> **Quoted passage**:
- - - - - - -

3.3 OpenIFS input data to the RADIATE ray tracer

To deploy RADIATE with OpenIFS data, conversion to a format compliant with RADIATE's rigid requirements is needed. RADIATE requires weather data in a hardcoded format, mandating a spatial representation of data in a regular grid from 90 to −90° in latitude and 0 to 359° in longitude. The horizontal resolution of weather data is scaled to comply with default 1° × 1° of RADIATE input. Despite being technically feasible to interpolate weather data with finer resolution, Hofmeister et al. (2015) found no strong evidence to suggest changing the default resolution. The vertical resolution must adhere to the 25 pressure levels used in ECMWF operational forecasts starting from 1 hPa downwards. The input file for RADIATE is a plain text file, featuring a hardcoded section containing information about resolution, extent, the list of pressure levels, the number of parameters and the date of weather data, followed by the actual data – geopotential height Z (m), specific humidity q and temperature T (K).

3.4 Production of slant delays

Information about the signal tropospheric slant delay is required in GNSS data analysis. To employ the modelled delays in GNSS precise orbit determination (POD), we utilize the direct slant delay coupling approach of Navarro Trastoy et al. (2022), where the delay estimates are provided to the POD solver as is, omitting the use of low-order parameterization by, for example, Vienna mapping functions (Landskron and Böhm, 2018). The three ray tracers (LTT v1, LTT v2 and RADIATE) are configured to produce these products.

The slant delay products are as follows: slant delay values are computed in a regular azimuth–elevation grid for each station. These are called skyviews. Their resolution is 5° × 1° in azimuth and elevation, respectively. Technically, the ray tracer algorithm is launched multiple times with a virtual GNSS satellite located at the grid points of a skyview. The delay estimate for an individual GNSS observation is obtained by spatially interpolating the skyview value for the azimuth–elevation angles, and temporally between the output epochs.

The RADIATE skyviews are produced as follows. The user is required to create an AZEL (azimuth–elevation) file, detailing the directions of observations. We are interested in a regular grid of azimuths and elevations; thus, we use the option of creating a uniform AZEL file. The file format is specified in a separate file, where elevations and the number of uniformly distributed azimuths (set at 72 in our case) are defined.

The frequency of the slant delay products is four times per day (every 6 h). The LTT v1 and LTT v2 algorithms digest slant delays with any time resolution, e.g. the hourly OpenIFS model output. However, we are limited by the design of the RADIATE software, which allows the desired number of output epochs per day to be set to a maximum of 4. Hence, a 6 h interval is selected to ensure a fair comparison.

3.5 LTT v2 as a software

We assembled the LTT v2 model into an openly available Fortran-language software with a modular structure. The weather data are uploaded to LTT v2 from a GRIB (GRIdded Binary) format file using the ecCodes (Najm, 2021) routines. Other required inputs are the station list containing a four-character identifier, position and height for each station, as well as the IFS sigma coefficients defining the model levels. The LTT v2 program is configurable via the so-called namelist files, which specify the format of delay products and station height definition.

- - - - - - -

Records from a data source:
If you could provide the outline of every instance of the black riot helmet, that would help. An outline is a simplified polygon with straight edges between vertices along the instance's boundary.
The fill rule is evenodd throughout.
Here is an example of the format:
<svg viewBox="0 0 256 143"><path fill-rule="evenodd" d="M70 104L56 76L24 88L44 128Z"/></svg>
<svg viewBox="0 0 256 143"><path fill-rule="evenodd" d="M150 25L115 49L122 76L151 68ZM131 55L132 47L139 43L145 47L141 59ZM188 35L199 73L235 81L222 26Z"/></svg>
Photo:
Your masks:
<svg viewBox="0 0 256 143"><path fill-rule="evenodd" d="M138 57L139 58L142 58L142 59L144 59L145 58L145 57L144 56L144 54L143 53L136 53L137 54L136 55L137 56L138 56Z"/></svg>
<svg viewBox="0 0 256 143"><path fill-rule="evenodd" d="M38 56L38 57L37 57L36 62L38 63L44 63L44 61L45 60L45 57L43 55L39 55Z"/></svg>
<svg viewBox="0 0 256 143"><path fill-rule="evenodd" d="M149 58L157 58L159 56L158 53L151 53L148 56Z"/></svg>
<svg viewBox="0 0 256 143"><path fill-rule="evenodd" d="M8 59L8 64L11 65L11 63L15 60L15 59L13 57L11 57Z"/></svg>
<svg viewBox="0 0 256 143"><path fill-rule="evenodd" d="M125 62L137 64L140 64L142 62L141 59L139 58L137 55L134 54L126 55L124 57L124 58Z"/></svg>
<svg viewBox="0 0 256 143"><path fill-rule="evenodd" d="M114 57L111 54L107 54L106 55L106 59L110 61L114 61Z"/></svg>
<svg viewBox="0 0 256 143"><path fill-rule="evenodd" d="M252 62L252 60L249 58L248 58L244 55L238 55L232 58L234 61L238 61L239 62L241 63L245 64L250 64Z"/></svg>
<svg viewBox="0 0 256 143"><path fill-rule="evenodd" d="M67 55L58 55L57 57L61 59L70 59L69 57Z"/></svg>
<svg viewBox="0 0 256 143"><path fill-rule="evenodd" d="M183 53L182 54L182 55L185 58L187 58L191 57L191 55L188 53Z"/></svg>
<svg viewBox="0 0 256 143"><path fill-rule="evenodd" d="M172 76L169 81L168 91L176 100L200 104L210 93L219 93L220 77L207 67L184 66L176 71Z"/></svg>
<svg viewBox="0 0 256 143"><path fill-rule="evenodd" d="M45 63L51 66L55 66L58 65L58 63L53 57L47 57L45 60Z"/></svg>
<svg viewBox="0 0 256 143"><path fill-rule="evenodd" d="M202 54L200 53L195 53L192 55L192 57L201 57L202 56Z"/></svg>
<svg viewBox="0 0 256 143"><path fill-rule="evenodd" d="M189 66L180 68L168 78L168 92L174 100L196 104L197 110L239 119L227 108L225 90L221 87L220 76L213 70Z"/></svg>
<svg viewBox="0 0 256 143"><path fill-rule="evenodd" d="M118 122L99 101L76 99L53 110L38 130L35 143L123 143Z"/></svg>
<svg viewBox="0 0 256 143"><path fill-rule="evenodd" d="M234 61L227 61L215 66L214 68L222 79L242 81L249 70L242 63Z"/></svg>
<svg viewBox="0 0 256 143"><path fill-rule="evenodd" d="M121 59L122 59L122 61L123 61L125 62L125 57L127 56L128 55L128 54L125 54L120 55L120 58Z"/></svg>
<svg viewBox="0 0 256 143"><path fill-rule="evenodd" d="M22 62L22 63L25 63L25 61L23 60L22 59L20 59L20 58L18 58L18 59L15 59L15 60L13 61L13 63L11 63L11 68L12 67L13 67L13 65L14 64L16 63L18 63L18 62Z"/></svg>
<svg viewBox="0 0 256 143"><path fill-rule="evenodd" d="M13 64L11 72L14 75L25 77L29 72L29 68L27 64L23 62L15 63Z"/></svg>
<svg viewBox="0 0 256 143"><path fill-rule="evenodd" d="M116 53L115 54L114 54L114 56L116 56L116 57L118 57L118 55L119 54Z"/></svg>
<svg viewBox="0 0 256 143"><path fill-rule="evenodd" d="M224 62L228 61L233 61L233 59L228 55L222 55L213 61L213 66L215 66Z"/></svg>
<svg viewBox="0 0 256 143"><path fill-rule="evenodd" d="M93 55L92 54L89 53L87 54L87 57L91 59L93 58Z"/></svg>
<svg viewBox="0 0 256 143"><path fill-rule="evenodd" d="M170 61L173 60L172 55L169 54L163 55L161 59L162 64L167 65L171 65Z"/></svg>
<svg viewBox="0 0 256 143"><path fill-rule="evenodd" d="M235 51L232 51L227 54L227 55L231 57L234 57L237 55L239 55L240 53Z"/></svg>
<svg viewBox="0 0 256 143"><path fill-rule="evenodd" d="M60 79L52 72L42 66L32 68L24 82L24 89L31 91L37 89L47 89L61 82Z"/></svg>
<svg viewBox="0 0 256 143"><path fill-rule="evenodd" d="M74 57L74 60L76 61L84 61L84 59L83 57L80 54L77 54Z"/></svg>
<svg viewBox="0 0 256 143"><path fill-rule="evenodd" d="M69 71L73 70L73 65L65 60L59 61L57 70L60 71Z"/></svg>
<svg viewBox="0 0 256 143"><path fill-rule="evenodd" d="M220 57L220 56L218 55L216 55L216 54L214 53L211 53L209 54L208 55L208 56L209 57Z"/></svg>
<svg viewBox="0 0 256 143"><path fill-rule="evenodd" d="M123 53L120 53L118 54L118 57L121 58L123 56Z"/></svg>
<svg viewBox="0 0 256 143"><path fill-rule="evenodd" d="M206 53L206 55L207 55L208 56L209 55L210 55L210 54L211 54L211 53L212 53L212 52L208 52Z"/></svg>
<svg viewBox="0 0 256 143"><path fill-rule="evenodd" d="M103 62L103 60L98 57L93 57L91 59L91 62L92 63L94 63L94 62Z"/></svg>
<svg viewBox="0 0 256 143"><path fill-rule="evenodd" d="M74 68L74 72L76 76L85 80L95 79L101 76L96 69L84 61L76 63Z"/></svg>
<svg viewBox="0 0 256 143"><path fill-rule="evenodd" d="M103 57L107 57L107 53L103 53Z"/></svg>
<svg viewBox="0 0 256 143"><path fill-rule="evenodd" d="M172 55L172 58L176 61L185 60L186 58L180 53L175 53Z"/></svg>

- - - - - - -

> **The tasks**:
A. Write down the slant delay text from "We assembled the" to "station height definition.".
B. Decide whether each statement agrees with the slant delay text, answering yes or no and quoting the words that settle it: (i) RADIATE permits no more than four output epochs per day. (ii) Skyviews have a resolution of 1° × 1° in azimuth and elevation. (iii) LTT v2 is written in the C language.
C. Extend the slant delay text beyond its final sentence.
These entries have nothing to do with the slant delay text.

> **Responses per task**:
A.
We assembled the LTT v2 model into an openly available Fortran-language software with a modular structure. The weather data are uploaded to LTT v2 from a GRIB (GRIdded Binary) format file using the ecCodes (Najm, 2021) routines. Other required inputs are the station list containing a four-character identifier, position and height for each station, as well as the IFS sigma coefficients defining the model levels. The LTT v2 program is configurable via the so-called namelist files, which specify the format of delay products and station height definition.

B.
(i) Yes: "allows the desired number of output epochs per day to be set to a maximum of 4"
(ii) No: "Their resolution is 5° × 1° in azimuth and elevation, respectively."
(iii) No: "an openly available Fortran-language software"

C.
The core of the new ray tracer is the refined LTT operator routine, which maps the LTT domain, the satellite and the station coordinates (Fig. 1) to the slant delay value via solving the Eq. (5). They are integrated as follows. Each NWP model level is divided into equal differential steps, and the signal path increments are computed in each step via a 4-degree Runge–Kutta scheme. The number of steps per level and the number of initial zenith angle iterations are adjustable in the program. The baseline computing setup has 10 steps per level and 8 initial zenith angle iterations. A single baseline LTT RT execution costs 1–10 CPU ms, depending on the station height and satellite elevation, and the 72×85 skyview takes 40 CPU s to compute.

The LTT v2 program is designed to produce slant delay skyviews; however, other modelling strategies are possible. A viable option is to perform computation per observation, given the location, time, azimuth and elevation of the event. Thus, no interpolation is needed from a skyview value, but time interpolation remains. The main issue of this strategy is increased computational overhead due to the construction of the LTT domain for each observation. The GNSS network produces tens of millions of observations per day, which makes this approach unrealistic. However, geodetic systems with higher accuracy demands and fewer observations can benefit from per-observation slant delay computation.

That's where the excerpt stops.